* EXCERPT PROVIDED
━━━━━━
Petrol and Diesel prices are already well north of the £1.80 mark, and set to rise further with the biggest daily jump seen in 17 years. With rampant inflation hitting pockets hard right now, every penny saved counts. Here’s our guide to saving up to 30 percent on your petrol and diesel costs.
1. Change how you drive
- Slow down – Cutting your motorway speed from the legal limit of 70mph to 55mph can reduce consumption by as much as 25 percent.
Be smooth - Be gentle with the throttle and brake, use moderate acceleration. Braking unnecessarily wastes energy. Look further ahead and leave bigger gaps to maintain steady momentum rather than constant breaking and accelerating which uses more fuel.
Change up early – Many modern cars have Eco driving modes, use these. If not, try to use as little acceleration as possible and if you are driving a manual car, change up earlier than you normally would; being in a higher gear means less load on the engine, and reduced fuel consumption.
Use Stop/Start – Many modern cars can automatically switch engines off at traffic lights and when in traffic, this also helps reduce emissions. Make sure you use this feature. If your car doesn’t have it, get into the habit of manually switching off your car at longer hold traffic lights.
- Plan your drive – Stop-go driving in traffic uses more fuel. Plan your journey before leaving home, avoid peak times if possible, and use apps like Google Maps and Waze even if you know where you’re going, as they will try to reroute you around traffic congestion. Think ahead about parking; avoid driving around aimlessly looking for spots.
- Switch off the air-con – Keeping the air conditioning on in your car can increase your fuel consumption by 8-10 percent.
DO NOT DO THIS - Don’t follow these myths about fuel-saving driving techniques.
━━━━━━
* SET EXERCISE A
Answer these questions from the fuel-saving guide, marking each answer with the same numeral:
(i) What price mark does the guide say petrol and diesel are already well above?
(ii) By how much can cutting motorway speed from 70mph to 55mph reduce consumption?
(iii) How much can keeping the air conditioning on increase fuel consumption?
* SET EXERCISE B
Using the fuel-saving guide, explain why a driver of a manual car should change up earlier than usual.
* SET EXERCISE C
Pick up the fuel-saving guide after its last line and carry it further.

* SOURCE MATERIAL
━━━━━━
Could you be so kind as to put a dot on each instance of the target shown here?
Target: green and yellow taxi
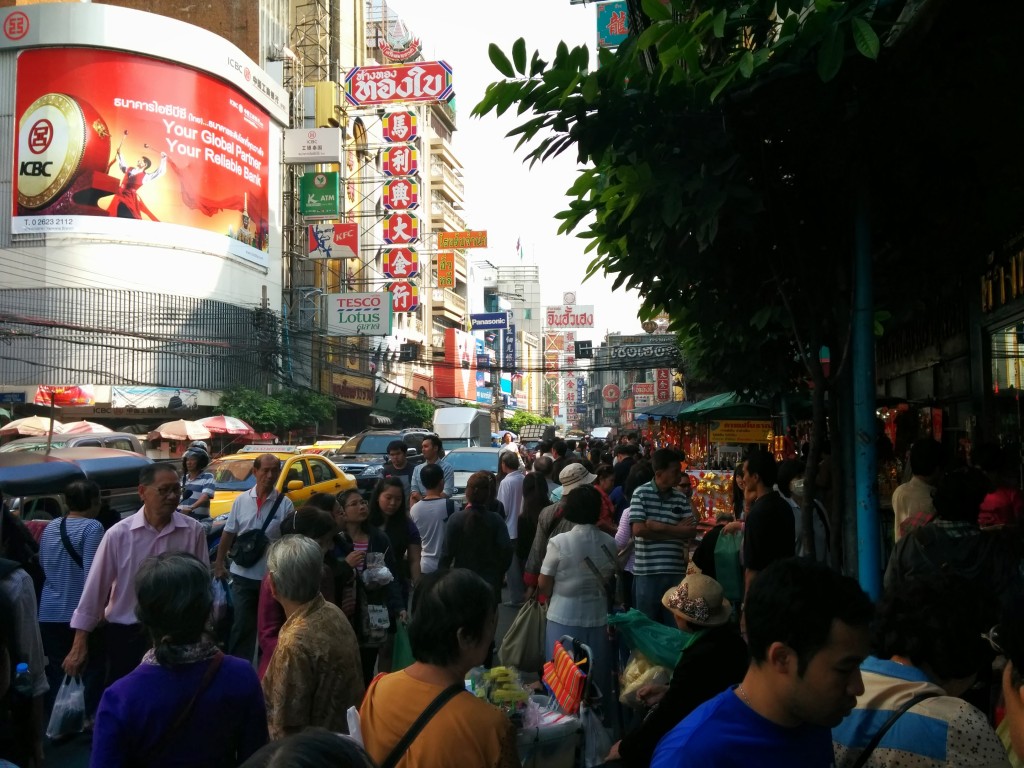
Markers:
(301, 476)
━━━━━━
* EXERCISE RESPONSE A
(i) The £1.80 mark.
(ii) By as much as 25 percent.
(iii) By 8-10 percent.

* EXERCISE RESPONSE B
Being in a higher gear puts less load on the engine, and that lowers fuel consumption.

* EXERCISE RESPONSE C
- Do not switch off the engine while moving. This is very dangerous as you’ll lose the power steering and servo assisted brakes, as well as the additional driver’s aid systems on board. You also risk engaging the steering lock.
- Do not coast by putting the clutch down or selecting neutral gear in a manual car. The car actually goes into idling mode and behaves as if it’s stationary, thereby continuing to use fuel. To coast, just lift off the accelerator, in modern cars this shuts off the injectors and minimises fuel usage.
2. Look After Your Car
- Your car is most fuel efficient when it’s working at optimum levels, and the only way to ensure that is to regularly service your car and have it checked out. Even the type and quality of oil, such as using synthetic 5W30, can improve fuel consumption by 1-2 percent (although this can increase wear on older cars). Employing high performance spark plugs, like iridium-tipped editions, can also improve efficiency.
- Check your tyres! Under-inflated tyres can increase fuel consumption by as much as 3 percent. Make sure they’re set to the correct manufacturer-recommended pressures. Ensure good tyre tread and replace any worn, damaged or bruised tyres immediately. This is also an essential safety tip.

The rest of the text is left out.